TRY IT - Scan the listing and work out how many lines contain the word "waterfall". Nothing but the number should be given.

- Opening Delimiter -

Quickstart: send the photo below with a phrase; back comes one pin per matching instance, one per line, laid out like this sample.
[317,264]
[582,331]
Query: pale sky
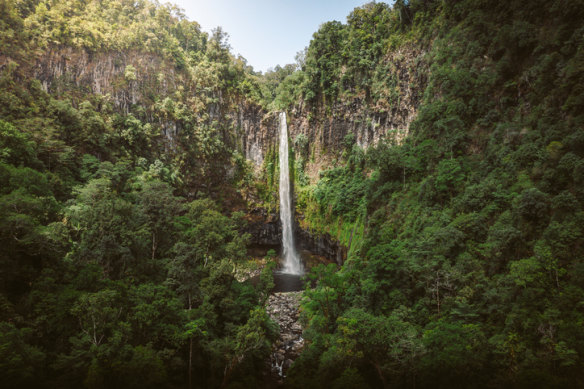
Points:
[267,32]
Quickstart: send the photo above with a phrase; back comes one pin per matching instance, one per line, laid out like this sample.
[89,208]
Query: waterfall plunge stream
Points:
[292,262]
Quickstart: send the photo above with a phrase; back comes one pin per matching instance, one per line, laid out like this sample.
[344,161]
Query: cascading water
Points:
[292,262]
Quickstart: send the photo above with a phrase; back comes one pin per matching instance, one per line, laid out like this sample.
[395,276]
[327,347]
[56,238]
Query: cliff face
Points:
[72,70]
[325,127]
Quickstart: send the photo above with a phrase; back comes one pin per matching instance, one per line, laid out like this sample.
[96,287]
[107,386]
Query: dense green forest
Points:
[124,189]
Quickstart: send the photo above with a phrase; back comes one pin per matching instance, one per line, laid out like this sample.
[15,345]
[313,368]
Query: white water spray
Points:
[292,263]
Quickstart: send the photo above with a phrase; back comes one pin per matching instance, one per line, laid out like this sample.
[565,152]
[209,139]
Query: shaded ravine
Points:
[283,309]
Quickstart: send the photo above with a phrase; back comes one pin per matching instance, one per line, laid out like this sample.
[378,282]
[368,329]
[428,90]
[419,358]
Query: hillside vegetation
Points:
[469,272]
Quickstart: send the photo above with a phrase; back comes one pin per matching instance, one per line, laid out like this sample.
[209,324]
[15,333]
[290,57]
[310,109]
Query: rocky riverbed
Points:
[283,308]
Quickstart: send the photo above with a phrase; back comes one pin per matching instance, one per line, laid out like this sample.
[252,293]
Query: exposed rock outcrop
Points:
[283,309]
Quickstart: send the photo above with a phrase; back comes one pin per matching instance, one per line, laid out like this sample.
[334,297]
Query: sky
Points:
[267,32]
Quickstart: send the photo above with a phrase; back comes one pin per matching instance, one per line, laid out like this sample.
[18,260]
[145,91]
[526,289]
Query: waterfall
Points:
[292,263]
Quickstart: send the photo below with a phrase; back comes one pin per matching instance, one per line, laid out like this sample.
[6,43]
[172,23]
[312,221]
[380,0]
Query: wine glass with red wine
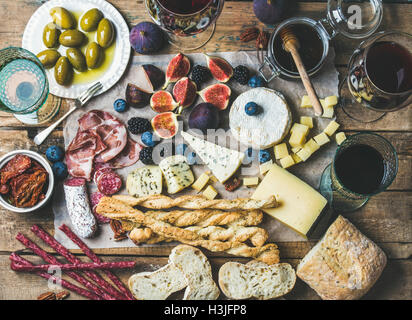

- Closing Delimiter -

ANSWER - 2